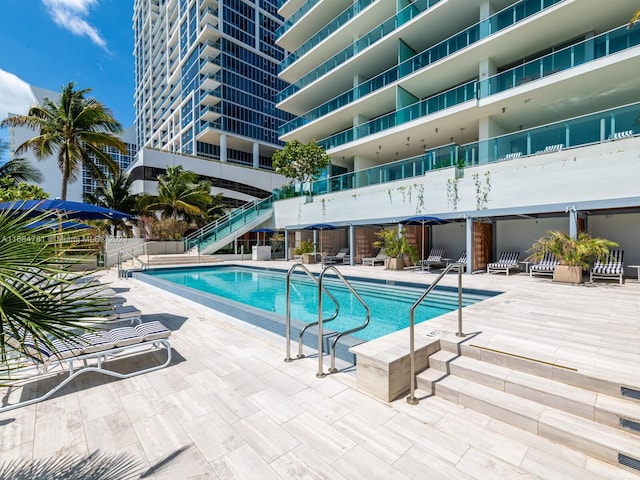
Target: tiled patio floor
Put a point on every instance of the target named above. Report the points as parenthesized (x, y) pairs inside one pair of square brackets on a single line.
[(240, 412)]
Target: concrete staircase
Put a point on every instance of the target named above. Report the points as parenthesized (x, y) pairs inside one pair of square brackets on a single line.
[(588, 414)]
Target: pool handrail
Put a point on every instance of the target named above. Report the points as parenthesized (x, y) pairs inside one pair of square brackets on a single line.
[(411, 399), (294, 267), (333, 369)]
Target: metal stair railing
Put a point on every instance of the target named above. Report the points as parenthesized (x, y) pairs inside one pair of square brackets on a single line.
[(288, 311), (338, 335), (411, 399), (228, 224)]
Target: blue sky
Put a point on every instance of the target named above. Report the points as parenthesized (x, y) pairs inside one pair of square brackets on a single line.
[(49, 43)]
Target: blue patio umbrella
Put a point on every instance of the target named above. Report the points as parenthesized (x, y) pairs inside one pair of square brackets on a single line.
[(64, 209), (423, 220), (320, 227), (52, 225)]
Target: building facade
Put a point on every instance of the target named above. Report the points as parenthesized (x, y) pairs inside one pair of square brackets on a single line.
[(206, 79), (508, 118)]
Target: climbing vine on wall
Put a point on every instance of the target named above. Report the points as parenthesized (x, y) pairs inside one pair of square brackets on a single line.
[(419, 197), (482, 190), (452, 193)]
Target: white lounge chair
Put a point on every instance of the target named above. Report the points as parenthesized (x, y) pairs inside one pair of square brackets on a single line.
[(340, 257), (612, 267), (508, 261), (462, 258), (433, 260), (545, 266), (378, 259), (87, 354)]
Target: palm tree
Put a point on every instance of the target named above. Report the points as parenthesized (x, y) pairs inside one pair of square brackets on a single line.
[(18, 169), (74, 128), (39, 295), (115, 194), (180, 195)]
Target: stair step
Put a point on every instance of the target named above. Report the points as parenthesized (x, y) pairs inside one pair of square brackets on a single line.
[(600, 441), (578, 401)]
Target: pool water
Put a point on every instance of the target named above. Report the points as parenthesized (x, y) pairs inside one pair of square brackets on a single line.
[(266, 290)]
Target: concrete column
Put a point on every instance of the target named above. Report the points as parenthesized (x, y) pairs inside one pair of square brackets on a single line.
[(223, 148), (469, 239), (352, 242), (286, 244), (256, 155), (573, 221)]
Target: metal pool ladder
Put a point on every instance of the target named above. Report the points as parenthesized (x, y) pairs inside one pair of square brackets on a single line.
[(411, 399), (288, 314), (339, 335)]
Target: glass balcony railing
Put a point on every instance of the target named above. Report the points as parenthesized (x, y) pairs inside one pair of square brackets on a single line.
[(589, 50), (325, 32), (295, 17), (594, 48), (499, 21), (576, 132), (428, 106)]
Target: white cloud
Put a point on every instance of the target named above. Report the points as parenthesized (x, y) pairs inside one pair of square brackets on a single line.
[(15, 95), (71, 14)]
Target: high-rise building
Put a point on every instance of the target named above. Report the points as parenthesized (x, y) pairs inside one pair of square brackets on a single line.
[(512, 117), (206, 81)]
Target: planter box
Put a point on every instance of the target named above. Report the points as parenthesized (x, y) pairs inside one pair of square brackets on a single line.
[(394, 263), (567, 274)]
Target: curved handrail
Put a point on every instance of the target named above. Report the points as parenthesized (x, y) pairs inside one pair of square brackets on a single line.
[(333, 369), (411, 399), (288, 314)]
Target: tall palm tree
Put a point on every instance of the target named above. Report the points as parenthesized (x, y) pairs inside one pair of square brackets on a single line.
[(20, 170), (115, 194), (76, 129), (180, 195)]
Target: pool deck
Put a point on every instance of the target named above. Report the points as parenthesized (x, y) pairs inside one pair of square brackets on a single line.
[(238, 411)]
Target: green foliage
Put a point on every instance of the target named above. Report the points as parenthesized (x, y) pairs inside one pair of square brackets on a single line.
[(39, 292), (395, 244), (578, 252), (115, 194), (10, 191), (75, 129), (306, 246), (180, 196), (300, 161)]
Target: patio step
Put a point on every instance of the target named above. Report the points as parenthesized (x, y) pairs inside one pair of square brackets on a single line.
[(603, 426)]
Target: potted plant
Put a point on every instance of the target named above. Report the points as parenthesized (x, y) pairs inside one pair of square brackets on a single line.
[(397, 249), (574, 254), (306, 251)]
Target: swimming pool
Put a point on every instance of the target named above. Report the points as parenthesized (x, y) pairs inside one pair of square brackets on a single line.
[(265, 290)]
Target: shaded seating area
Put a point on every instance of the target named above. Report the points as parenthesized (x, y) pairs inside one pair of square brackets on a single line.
[(610, 268), (88, 353), (508, 261), (546, 266), (462, 258), (341, 257), (379, 259), (435, 259)]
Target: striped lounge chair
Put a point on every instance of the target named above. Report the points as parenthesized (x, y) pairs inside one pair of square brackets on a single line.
[(546, 266), (433, 260), (507, 262), (612, 267), (88, 353)]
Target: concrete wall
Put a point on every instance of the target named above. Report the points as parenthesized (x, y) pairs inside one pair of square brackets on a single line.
[(262, 179)]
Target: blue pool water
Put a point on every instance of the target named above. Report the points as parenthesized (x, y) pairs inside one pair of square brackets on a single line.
[(266, 290)]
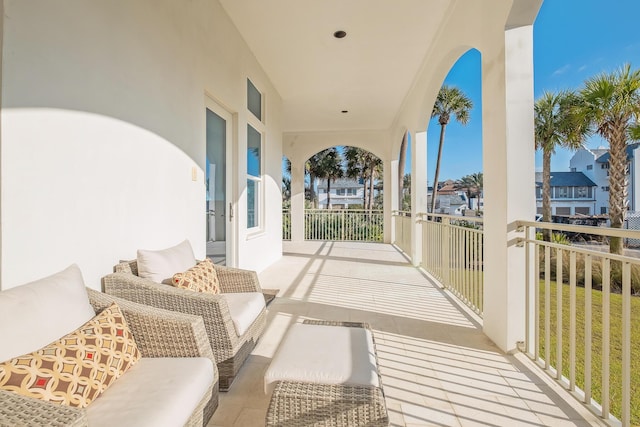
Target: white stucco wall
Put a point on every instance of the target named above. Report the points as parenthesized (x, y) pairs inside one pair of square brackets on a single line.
[(102, 122)]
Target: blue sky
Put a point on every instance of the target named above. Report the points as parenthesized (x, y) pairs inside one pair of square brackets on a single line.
[(573, 40)]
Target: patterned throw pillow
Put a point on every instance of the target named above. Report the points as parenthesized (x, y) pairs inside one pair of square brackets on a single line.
[(77, 368), (200, 278)]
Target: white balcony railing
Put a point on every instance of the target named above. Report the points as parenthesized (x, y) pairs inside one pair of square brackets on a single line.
[(452, 253), (344, 225), (579, 317), (286, 224), (339, 225), (582, 312), (402, 224)]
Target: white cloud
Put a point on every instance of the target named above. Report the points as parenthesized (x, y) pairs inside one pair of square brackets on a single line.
[(561, 70)]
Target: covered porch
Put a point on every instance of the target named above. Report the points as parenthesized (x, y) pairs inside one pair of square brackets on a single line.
[(437, 366)]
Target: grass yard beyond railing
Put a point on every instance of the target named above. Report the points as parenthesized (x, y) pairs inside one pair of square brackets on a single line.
[(615, 357), (582, 320), (452, 251), (344, 225)]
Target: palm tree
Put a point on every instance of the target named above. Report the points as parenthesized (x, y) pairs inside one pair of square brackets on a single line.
[(451, 101), (401, 166), (329, 168), (356, 167), (311, 167), (362, 164), (472, 185), (611, 106), (405, 202), (556, 125)]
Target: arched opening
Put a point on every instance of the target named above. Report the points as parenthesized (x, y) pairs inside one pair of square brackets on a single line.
[(345, 177), (454, 155), (343, 197), (404, 174)]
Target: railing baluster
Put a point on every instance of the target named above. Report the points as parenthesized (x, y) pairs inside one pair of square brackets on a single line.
[(536, 297), (587, 328), (626, 343), (547, 307), (606, 327), (572, 321), (559, 285)]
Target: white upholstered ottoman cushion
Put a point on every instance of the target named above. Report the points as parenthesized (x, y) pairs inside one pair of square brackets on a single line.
[(326, 355), (244, 308), (38, 313), (156, 392)]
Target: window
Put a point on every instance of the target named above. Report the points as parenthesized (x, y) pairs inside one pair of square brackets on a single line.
[(582, 192), (254, 177), (254, 100), (583, 211), (563, 192)]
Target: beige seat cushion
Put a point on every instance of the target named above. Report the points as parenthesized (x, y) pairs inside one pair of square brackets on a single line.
[(48, 309), (244, 309), (325, 355), (155, 393), (75, 369), (160, 266)]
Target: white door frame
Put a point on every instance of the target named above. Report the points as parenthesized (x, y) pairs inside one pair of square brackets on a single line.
[(230, 216)]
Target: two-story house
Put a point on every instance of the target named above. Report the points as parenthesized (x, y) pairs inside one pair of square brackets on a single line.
[(345, 192), (572, 193), (594, 163)]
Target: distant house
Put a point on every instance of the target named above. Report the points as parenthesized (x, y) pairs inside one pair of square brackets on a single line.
[(449, 201), (572, 193), (345, 192), (594, 163)]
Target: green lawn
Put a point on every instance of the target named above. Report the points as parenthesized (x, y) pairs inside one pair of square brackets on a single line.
[(615, 377)]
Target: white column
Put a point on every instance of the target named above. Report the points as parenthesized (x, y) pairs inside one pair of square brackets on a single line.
[(418, 192), (390, 198), (297, 201), (508, 164)]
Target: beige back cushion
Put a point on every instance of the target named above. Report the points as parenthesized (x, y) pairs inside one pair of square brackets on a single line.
[(160, 266), (40, 312)]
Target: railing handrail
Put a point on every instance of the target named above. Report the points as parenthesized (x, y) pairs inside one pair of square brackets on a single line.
[(451, 217), (344, 210), (583, 229)]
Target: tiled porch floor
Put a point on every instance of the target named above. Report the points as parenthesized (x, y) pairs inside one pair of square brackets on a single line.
[(438, 368)]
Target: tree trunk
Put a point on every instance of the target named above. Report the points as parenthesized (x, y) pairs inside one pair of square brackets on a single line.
[(312, 190), (364, 192), (371, 192), (435, 179), (546, 192), (401, 165), (617, 185)]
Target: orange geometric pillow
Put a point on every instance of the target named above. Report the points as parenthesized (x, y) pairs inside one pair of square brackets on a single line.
[(200, 278), (78, 367)]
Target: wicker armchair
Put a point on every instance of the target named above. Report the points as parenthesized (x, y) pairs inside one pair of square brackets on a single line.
[(229, 349), (158, 333)]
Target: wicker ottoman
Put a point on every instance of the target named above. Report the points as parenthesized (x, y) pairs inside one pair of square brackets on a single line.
[(326, 374)]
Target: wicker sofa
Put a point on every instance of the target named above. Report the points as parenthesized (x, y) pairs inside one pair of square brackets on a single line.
[(146, 394), (230, 349)]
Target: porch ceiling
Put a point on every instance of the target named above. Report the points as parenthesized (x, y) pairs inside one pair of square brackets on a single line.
[(368, 73)]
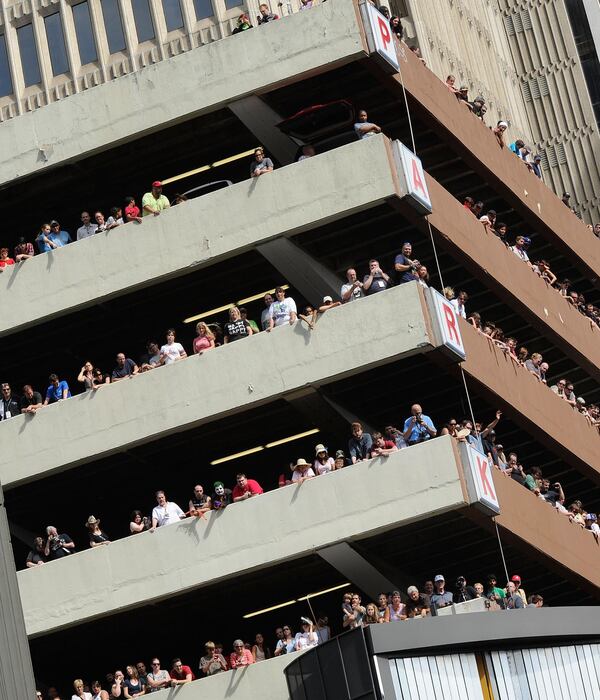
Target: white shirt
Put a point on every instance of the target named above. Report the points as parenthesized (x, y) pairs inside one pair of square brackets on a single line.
[(171, 352), (356, 294), (306, 639), (297, 474), (86, 231), (264, 318), (324, 468), (521, 253), (281, 311), (167, 514)]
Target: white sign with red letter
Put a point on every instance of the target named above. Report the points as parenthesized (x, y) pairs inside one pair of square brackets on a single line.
[(417, 194), (380, 40), (445, 319), (480, 479)]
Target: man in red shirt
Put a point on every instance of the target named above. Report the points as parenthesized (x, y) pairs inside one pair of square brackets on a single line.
[(381, 446), (181, 674), (246, 488)]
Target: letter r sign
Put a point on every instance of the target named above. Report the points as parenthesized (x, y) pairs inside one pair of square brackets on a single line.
[(480, 479), (445, 319), (380, 40)]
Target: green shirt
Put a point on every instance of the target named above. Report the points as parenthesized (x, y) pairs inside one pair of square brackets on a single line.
[(497, 591), (157, 204)]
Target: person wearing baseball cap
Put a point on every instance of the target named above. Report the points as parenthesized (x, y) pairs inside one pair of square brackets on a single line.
[(441, 597), (323, 462), (221, 497), (97, 536), (340, 459), (328, 303), (301, 471), (155, 201), (516, 579)]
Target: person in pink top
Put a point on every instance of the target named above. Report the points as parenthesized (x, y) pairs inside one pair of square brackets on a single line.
[(246, 488), (4, 259), (240, 656), (205, 340)]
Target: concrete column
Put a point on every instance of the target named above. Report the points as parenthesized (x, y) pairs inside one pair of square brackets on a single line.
[(12, 50), (41, 45), (100, 39), (312, 279), (16, 671), (129, 31), (70, 44)]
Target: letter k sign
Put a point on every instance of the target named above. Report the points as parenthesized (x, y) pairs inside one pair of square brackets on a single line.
[(486, 479)]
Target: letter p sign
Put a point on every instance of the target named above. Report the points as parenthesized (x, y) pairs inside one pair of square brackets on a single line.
[(383, 27)]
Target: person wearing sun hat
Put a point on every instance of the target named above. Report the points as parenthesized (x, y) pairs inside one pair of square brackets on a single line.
[(97, 536), (155, 201), (516, 579), (301, 471), (323, 462)]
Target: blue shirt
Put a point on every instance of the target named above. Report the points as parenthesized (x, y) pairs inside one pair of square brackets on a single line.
[(360, 448), (419, 433), (61, 238), (43, 247), (55, 393), (407, 275)]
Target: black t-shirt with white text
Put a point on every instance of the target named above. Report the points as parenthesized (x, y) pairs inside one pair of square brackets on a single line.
[(234, 330)]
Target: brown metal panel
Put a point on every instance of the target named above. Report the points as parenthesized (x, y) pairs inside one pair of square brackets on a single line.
[(488, 259), (531, 524), (548, 418), (16, 671), (477, 145)]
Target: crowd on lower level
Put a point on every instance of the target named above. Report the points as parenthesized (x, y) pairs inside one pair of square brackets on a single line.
[(362, 446), (390, 607)]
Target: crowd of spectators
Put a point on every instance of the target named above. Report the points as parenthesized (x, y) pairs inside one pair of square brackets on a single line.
[(415, 429), (390, 607), (519, 354)]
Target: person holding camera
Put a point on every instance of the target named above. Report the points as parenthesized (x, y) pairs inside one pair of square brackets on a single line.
[(57, 546), (463, 592), (212, 662), (419, 427), (221, 497)]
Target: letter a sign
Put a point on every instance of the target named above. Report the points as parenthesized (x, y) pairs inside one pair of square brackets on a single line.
[(380, 40), (410, 170), (480, 480)]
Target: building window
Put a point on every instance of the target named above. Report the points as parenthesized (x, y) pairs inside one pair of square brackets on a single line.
[(203, 9), (56, 44), (113, 25), (173, 16), (5, 80), (84, 33), (143, 20), (29, 57)]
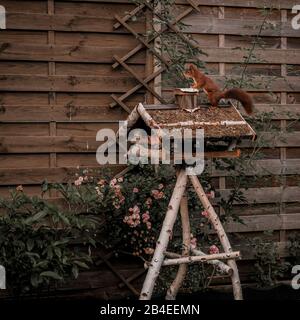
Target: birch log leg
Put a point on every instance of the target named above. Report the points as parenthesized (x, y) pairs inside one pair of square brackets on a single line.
[(214, 219), (186, 240), (164, 237)]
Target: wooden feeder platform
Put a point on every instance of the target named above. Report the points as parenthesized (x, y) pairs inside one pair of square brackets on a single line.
[(223, 128)]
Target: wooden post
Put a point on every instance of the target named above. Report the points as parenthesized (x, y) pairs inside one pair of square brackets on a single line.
[(164, 237), (214, 219), (186, 241)]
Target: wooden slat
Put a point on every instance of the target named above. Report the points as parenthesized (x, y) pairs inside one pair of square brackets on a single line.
[(62, 174), (265, 56), (121, 84), (72, 112), (200, 24), (288, 139), (34, 176), (265, 222), (262, 83), (60, 22), (60, 113), (283, 4), (264, 168), (268, 195), (66, 83), (33, 144), (279, 111), (65, 53)]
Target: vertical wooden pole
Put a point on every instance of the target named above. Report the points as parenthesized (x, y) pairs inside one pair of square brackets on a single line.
[(164, 237), (222, 72), (215, 221), (52, 95), (186, 242), (283, 101)]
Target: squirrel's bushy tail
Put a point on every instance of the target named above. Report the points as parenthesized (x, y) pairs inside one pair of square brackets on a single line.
[(243, 97)]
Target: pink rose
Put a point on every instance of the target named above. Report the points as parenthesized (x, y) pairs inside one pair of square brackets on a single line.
[(113, 182), (19, 188), (149, 225), (145, 216), (205, 214), (213, 249), (101, 182), (149, 202), (194, 243), (136, 209), (211, 194), (149, 251)]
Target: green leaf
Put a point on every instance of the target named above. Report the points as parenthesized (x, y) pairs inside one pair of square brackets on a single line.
[(36, 217), (75, 271), (30, 244), (51, 274), (81, 264)]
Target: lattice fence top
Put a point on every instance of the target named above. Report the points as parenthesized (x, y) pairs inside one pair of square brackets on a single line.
[(148, 44)]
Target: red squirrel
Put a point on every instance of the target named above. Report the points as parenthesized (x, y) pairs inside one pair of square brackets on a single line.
[(214, 94)]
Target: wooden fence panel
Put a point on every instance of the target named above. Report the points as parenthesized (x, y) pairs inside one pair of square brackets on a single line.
[(56, 81)]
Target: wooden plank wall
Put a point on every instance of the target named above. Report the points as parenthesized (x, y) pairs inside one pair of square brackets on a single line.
[(56, 80), (55, 86), (221, 28)]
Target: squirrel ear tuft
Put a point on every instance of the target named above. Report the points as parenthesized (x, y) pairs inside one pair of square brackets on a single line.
[(192, 67)]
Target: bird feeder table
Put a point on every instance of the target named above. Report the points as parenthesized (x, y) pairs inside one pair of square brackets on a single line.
[(223, 129)]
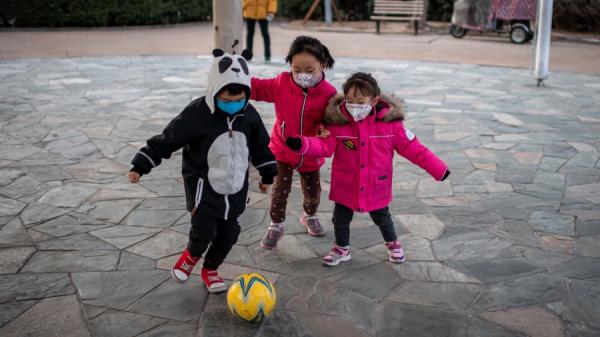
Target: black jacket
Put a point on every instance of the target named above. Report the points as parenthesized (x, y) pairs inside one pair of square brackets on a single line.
[(216, 152)]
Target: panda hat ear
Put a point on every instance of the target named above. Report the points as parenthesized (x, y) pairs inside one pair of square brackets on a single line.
[(247, 54), (218, 52)]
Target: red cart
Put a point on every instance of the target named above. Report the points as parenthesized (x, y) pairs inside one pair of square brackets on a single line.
[(515, 17)]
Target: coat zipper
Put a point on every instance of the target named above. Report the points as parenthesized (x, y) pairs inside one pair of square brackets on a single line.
[(302, 125)]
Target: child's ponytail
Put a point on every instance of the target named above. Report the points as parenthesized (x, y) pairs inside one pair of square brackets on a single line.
[(312, 46)]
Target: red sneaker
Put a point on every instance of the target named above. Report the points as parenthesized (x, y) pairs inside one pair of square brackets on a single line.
[(183, 267), (214, 283)]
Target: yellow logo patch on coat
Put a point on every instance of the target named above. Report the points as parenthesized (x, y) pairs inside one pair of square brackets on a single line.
[(349, 144)]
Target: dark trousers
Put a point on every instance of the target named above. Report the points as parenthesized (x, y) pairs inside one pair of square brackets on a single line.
[(219, 234), (264, 30), (282, 187), (342, 216)]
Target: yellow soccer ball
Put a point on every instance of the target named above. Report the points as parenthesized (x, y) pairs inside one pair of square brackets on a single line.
[(251, 297)]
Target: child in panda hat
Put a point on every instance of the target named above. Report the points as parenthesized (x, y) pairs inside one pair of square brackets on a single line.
[(220, 134)]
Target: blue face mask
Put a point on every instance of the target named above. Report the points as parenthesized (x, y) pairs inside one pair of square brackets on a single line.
[(231, 108)]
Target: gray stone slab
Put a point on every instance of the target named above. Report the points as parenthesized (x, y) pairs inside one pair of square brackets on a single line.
[(72, 261), (122, 324), (398, 320), (33, 286), (117, 289), (524, 291), (171, 300), (443, 296), (124, 236), (44, 320)]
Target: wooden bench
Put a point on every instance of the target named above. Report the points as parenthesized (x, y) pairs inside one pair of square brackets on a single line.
[(398, 10)]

********

Task prompt -
Can you put the part of the records above that opens with the line containing "Target: man in red shirt" and closes with the line containing "[(381, 446), (181, 674), (246, 488)]", both lines included, into a numbered list with one line per item and no blank lines?

Answer to the exercise -
1. Target: man in red shirt
2. Put a point on every instance of the target named above. Report the points as parenthesized (x, y) pairs inside one pair of square brackets on a single line.
3. [(381, 446), (181, 674), (246, 488)]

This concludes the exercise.